▶ _Your assignment_
The result must match the data exactly, line for line.

▶ _Data listing_
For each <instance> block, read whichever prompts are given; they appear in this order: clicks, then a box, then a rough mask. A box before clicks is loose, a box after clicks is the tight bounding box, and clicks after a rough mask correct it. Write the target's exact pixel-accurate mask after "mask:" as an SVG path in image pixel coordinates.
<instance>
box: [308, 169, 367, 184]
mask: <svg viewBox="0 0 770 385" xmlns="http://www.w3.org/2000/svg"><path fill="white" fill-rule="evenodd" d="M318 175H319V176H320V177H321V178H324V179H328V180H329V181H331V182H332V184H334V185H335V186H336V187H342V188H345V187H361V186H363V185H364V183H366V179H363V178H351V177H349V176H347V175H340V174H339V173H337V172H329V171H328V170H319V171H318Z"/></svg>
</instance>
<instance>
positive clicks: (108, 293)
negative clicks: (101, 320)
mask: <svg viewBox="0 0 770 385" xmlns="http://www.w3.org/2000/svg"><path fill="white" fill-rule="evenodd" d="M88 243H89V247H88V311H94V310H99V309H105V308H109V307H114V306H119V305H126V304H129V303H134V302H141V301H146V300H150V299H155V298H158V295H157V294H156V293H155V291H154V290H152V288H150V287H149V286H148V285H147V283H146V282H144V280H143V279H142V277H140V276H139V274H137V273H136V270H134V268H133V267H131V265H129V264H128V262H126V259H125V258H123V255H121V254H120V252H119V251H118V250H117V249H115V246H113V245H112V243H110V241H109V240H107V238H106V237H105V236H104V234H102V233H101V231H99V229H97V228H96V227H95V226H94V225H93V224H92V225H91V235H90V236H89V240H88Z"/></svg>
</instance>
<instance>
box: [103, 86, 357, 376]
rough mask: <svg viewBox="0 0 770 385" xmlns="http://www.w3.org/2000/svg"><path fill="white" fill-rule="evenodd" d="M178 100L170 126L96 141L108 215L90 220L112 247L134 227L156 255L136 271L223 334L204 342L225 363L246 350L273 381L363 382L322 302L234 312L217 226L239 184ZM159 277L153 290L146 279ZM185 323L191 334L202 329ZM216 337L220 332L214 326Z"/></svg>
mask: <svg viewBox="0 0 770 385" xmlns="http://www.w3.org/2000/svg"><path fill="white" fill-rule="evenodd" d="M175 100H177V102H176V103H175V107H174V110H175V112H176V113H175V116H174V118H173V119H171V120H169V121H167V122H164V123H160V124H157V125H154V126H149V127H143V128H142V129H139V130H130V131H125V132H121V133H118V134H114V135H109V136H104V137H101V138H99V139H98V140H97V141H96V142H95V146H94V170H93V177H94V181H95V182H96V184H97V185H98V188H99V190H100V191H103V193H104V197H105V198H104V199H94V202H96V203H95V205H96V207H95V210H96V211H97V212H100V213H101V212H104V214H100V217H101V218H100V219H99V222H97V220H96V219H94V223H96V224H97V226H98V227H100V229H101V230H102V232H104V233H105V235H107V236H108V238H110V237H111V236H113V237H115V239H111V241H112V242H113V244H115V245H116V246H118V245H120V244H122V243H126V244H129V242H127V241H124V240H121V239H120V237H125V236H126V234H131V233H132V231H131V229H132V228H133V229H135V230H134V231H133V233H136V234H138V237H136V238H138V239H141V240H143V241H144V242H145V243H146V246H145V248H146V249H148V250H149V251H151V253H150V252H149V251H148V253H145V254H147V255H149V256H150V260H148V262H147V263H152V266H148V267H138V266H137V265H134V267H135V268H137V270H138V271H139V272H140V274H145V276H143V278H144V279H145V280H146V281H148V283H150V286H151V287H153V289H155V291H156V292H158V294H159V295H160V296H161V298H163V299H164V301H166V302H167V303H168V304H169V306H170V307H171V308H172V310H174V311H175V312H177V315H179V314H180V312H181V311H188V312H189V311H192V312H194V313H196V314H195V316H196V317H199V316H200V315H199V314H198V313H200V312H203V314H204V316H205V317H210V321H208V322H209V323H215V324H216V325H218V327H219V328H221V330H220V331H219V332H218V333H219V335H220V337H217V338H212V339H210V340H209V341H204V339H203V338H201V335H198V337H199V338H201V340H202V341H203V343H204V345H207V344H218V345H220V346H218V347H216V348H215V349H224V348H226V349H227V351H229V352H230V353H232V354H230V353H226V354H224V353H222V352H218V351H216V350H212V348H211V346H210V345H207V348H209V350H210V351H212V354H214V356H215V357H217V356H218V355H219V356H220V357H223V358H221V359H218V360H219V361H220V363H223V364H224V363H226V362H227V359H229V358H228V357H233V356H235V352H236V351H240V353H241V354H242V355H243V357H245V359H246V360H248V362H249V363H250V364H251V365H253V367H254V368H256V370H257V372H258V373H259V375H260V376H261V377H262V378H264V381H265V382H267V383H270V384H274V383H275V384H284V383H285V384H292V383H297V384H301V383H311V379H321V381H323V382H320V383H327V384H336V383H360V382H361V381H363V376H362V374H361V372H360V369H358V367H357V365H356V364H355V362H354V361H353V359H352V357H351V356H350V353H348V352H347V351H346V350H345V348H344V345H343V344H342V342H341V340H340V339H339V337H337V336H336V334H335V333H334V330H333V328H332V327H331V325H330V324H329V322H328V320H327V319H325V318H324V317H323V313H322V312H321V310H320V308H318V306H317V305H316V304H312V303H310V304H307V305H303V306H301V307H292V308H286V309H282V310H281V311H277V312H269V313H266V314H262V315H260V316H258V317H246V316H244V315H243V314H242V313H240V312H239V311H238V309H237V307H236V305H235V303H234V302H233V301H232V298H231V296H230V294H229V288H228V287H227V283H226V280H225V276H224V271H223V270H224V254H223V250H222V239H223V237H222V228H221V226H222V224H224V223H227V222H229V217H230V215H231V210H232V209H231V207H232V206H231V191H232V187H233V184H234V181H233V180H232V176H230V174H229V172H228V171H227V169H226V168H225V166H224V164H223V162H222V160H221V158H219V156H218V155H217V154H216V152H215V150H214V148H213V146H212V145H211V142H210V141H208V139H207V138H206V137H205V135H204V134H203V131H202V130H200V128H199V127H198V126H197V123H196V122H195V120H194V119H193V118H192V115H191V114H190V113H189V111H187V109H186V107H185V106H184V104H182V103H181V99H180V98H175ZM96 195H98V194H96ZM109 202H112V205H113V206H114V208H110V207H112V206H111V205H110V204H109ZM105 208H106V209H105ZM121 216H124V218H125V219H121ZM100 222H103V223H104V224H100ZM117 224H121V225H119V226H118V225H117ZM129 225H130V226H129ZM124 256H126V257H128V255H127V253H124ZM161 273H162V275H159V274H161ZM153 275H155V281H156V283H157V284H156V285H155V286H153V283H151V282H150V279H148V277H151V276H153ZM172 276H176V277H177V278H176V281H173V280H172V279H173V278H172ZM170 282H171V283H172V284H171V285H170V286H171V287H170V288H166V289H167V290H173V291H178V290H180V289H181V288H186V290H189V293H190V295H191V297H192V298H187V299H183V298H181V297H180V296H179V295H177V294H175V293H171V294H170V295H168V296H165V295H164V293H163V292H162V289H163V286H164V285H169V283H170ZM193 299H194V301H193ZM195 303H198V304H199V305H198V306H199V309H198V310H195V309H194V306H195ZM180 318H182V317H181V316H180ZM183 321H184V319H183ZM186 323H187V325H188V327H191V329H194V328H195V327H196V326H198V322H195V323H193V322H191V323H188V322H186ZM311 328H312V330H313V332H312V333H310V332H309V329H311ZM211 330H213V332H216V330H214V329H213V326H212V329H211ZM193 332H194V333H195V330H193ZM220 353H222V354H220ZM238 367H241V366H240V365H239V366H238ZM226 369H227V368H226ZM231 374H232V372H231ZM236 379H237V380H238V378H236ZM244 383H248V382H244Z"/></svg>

▶ _Exercise answer_
For each <instance> block, read whichever prompts are given; they appear in this order: clicks, then a box, then a rough mask. A box before clicks is loose, a box after clicks is the tight bounding box, and clicks after a rough mask correct it. Write the target's exact pixel-accurate mask after "mask:" as an SVG path in image pixel coordinates.
<instance>
box: [308, 169, 367, 184]
mask: <svg viewBox="0 0 770 385" xmlns="http://www.w3.org/2000/svg"><path fill="white" fill-rule="evenodd" d="M318 175H319V176H320V177H321V178H324V179H328V180H329V181H331V182H332V184H334V185H335V186H336V187H342V188H345V187H361V186H363V185H364V183H366V179H363V178H351V177H349V176H347V175H340V174H339V173H337V172H329V171H328V170H319V171H318Z"/></svg>
</instance>
<instance>
positive clicks: (108, 293)
negative clicks: (101, 320)
mask: <svg viewBox="0 0 770 385" xmlns="http://www.w3.org/2000/svg"><path fill="white" fill-rule="evenodd" d="M88 243H89V247H88V311H94V310H99V309H105V308H109V307H114V306H119V305H126V304H129V303H134V302H141V301H146V300H150V299H155V298H158V295H157V294H156V293H155V291H154V290H152V288H150V287H149V286H148V285H147V283H146V282H144V280H143V279H142V277H140V276H139V274H137V273H136V270H134V268H133V267H131V265H129V264H128V262H126V259H125V258H123V255H121V254H120V252H119V251H118V250H117V249H115V246H113V245H112V243H110V241H109V240H107V238H106V237H105V236H104V234H102V233H101V231H99V229H97V228H96V227H95V226H94V225H93V224H92V225H91V235H90V236H89V240H88Z"/></svg>
</instance>
<instance>
box: [103, 86, 357, 376]
rough mask: <svg viewBox="0 0 770 385" xmlns="http://www.w3.org/2000/svg"><path fill="white" fill-rule="evenodd" d="M178 100L170 126L96 141L108 215L90 220L112 247L134 227L156 255L136 271L223 334L204 342L225 363L246 350L273 381L363 382L322 302L234 312L217 226L239 184ZM159 277L153 290L146 279ZM185 323L191 334L202 329ZM216 337L220 332L214 326Z"/></svg>
mask: <svg viewBox="0 0 770 385" xmlns="http://www.w3.org/2000/svg"><path fill="white" fill-rule="evenodd" d="M175 100H177V102H176V103H175V107H174V110H175V112H176V113H175V116H174V118H173V119H171V120H169V121H167V122H164V123H160V124H157V125H154V126H149V127H143V128H142V129H139V130H130V131H125V132H121V133H118V134H114V135H109V136H104V137H101V138H99V139H98V140H97V141H96V142H95V146H94V170H93V177H94V181H95V182H96V184H97V185H98V188H99V190H100V191H103V193H104V197H105V198H104V199H94V202H96V203H95V205H96V207H95V210H96V211H97V212H100V213H101V212H104V214H100V217H101V218H100V219H99V222H97V220H96V219H94V223H96V224H97V226H98V227H100V229H101V230H102V232H104V233H105V235H107V236H108V238H110V237H111V236H113V237H115V239H111V241H112V242H113V244H115V245H116V246H118V245H120V244H122V243H126V244H129V242H127V241H124V240H121V239H120V237H125V236H126V234H131V233H132V231H131V229H132V228H133V229H135V230H134V231H133V233H136V234H138V237H136V238H138V239H141V240H143V241H144V242H145V243H146V246H145V248H146V249H148V250H149V251H151V253H150V252H149V251H148V253H145V254H147V255H149V256H150V260H148V262H147V263H152V266H148V267H138V266H137V265H134V267H135V268H137V270H138V271H139V272H140V274H145V276H143V278H144V279H145V280H146V281H148V283H150V286H151V287H153V289H155V291H156V292H158V294H159V295H160V296H161V298H163V299H164V301H166V302H167V303H168V304H169V306H170V307H171V308H172V310H174V311H175V312H177V315H179V314H180V312H181V311H188V312H189V311H192V312H194V313H196V314H195V316H196V317H199V316H200V315H199V314H198V313H200V312H203V314H204V316H205V317H210V321H208V322H209V323H215V324H216V325H218V327H219V328H221V330H220V331H219V332H218V333H219V335H220V337H217V338H212V339H210V340H209V341H204V339H203V338H201V335H198V337H199V338H201V340H202V341H203V343H204V345H207V344H218V345H220V346H218V347H216V348H215V349H224V348H226V349H227V351H229V352H230V353H232V354H230V353H226V354H224V353H222V352H218V351H216V350H212V348H211V346H210V345H207V348H209V350H210V351H212V354H214V356H215V357H217V356H218V355H219V356H220V357H223V358H221V359H218V360H219V361H220V363H223V364H224V363H226V362H227V359H229V358H228V357H233V356H235V352H236V351H240V353H241V354H242V355H243V357H245V359H246V360H248V362H249V363H250V364H251V365H253V367H254V368H256V370H257V372H258V373H259V375H260V376H261V377H262V378H264V381H265V382H267V383H270V384H274V383H275V384H284V383H285V384H292V383H297V384H301V383H311V379H321V381H323V382H320V383H327V384H336V383H360V382H361V381H363V376H362V374H361V372H360V369H358V367H357V365H356V364H355V362H354V361H353V359H352V357H351V356H350V353H348V352H347V351H346V350H345V348H344V345H343V344H342V342H341V340H340V339H339V337H337V336H336V334H335V333H334V330H333V328H332V327H331V325H330V324H329V322H328V320H327V319H325V318H324V317H323V313H322V312H321V310H320V308H318V306H317V305H316V304H312V303H310V304H307V305H303V306H301V307H292V308H286V309H282V310H281V311H277V312H269V313H266V314H262V315H260V316H258V317H246V316H244V315H243V314H242V313H240V312H239V311H238V309H237V307H236V305H235V303H234V302H233V301H232V298H231V296H230V294H229V288H228V287H227V283H226V280H225V276H224V271H223V270H224V254H223V250H222V239H223V237H222V228H221V226H222V224H224V223H227V222H229V217H230V215H231V210H232V209H231V207H232V206H231V191H232V187H233V184H234V181H233V180H232V176H230V174H229V172H228V171H227V169H226V168H225V166H224V164H223V162H222V160H221V158H219V156H218V155H217V154H216V152H215V150H214V148H213V146H212V145H211V142H210V141H208V139H207V138H206V137H205V135H204V134H203V131H202V130H200V128H199V127H198V126H197V123H196V122H195V120H194V119H193V118H192V115H191V114H190V113H189V111H187V109H186V107H185V106H184V104H182V103H181V99H180V98H175ZM96 195H98V194H96ZM109 202H112V205H113V206H114V208H110V207H112V206H111V205H110V204H109ZM105 208H106V209H105ZM121 216H124V218H125V219H121ZM100 222H103V223H104V224H100ZM117 224H121V225H119V226H118V225H117ZM129 225H130V226H129ZM124 256H126V257H128V255H127V253H124ZM161 273H162V275H159V274H161ZM153 275H155V281H156V283H157V284H156V285H155V286H153V283H151V282H150V279H148V277H151V276H153ZM172 276H176V277H177V278H176V281H173V280H172V279H173V278H172ZM170 282H171V283H172V284H171V285H170V286H171V287H170V288H166V289H167V290H173V291H178V290H180V289H181V288H186V290H189V293H190V295H191V297H192V298H187V299H183V298H181V297H180V296H179V295H177V294H175V293H171V294H170V295H168V296H165V295H164V293H163V292H162V289H163V286H164V285H169V283H170ZM193 299H194V301H193ZM195 303H198V304H199V305H198V306H199V309H198V310H195V309H194V306H195ZM180 318H182V317H181V316H180ZM183 321H184V319H183ZM186 323H187V325H188V327H191V329H194V328H195V327H196V326H198V322H195V323H193V322H191V323H188V322H186ZM311 328H312V330H313V332H312V333H310V332H309V329H311ZM211 330H213V332H216V330H214V329H213V326H212V329H211ZM193 332H194V333H195V330H193ZM220 353H222V354H220ZM238 367H241V366H240V365H239V366H238ZM226 369H227V368H226ZM231 374H232V372H231ZM236 379H237V380H238V378H236ZM244 383H248V382H244Z"/></svg>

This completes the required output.